Your objective: Apart from the pictures, every record here must be copied word for word.

Top of Entries supplied

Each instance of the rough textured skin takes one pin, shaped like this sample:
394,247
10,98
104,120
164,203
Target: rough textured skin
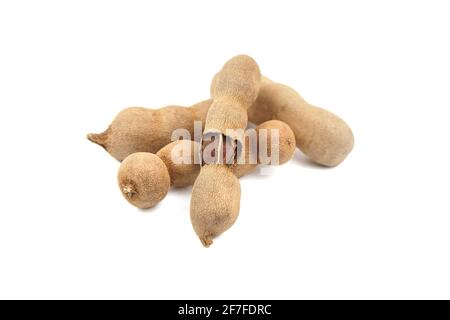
216,193
215,202
182,174
322,136
138,129
233,90
286,147
143,179
286,141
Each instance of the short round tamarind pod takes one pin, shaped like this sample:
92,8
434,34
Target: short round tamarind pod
138,129
143,179
324,137
215,202
270,143
183,161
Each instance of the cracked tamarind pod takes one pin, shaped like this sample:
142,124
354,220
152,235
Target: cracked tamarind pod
324,137
216,193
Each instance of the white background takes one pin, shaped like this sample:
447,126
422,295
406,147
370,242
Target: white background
377,226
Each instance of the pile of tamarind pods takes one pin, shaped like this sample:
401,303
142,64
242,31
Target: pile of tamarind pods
141,139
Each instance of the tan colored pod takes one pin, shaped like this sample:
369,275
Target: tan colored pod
215,202
233,90
284,146
322,136
262,134
138,129
143,179
182,159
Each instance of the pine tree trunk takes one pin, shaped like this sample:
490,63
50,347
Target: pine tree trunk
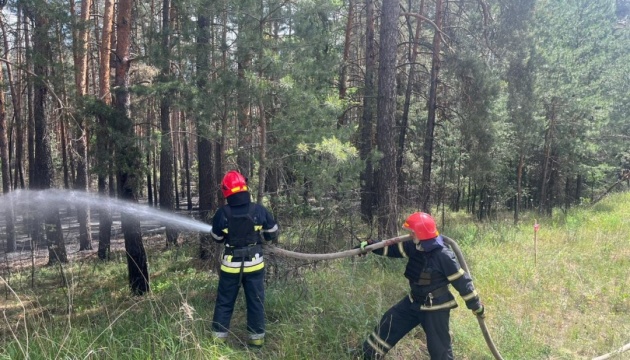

Bottom of Entries supplied

Output of the exercise:
Each instance of the rough textured skin takes one pin, shaped like this sample:
394,247
10,98
104,120
164,203
Target: rough textured skin
216,193
215,202
182,174
322,136
138,129
233,90
286,147
143,179
286,141
Each instance of the short round tamarind pod takes one pin, shaped like this sample:
92,8
434,34
Target: short round tamarind pod
138,129
143,179
324,137
215,202
270,143
183,161
Each instance of the cracked tamarind pod takes one pin, shaped like this sample:
142,124
354,220
152,235
Target: cracked tamarind pod
324,137
216,193
Each instance of the white background takes one pin, shaped like this sample:
447,126
422,295
406,147
370,242
Target: white background
377,226
Each instance of the pile of tamarind pods takes one pin, shaped like this sample:
401,303
142,64
242,31
Target: pile of tamarind pods
141,139
Each instance of the tan colored pod takes one pin, shaped like this sample:
369,275
Target: tan colored pod
215,202
233,90
284,146
322,136
262,134
138,129
143,179
182,159
Each instance of the pine tree trunk takes one pin, shaped like this sample:
490,63
50,347
Target: pine tree trunk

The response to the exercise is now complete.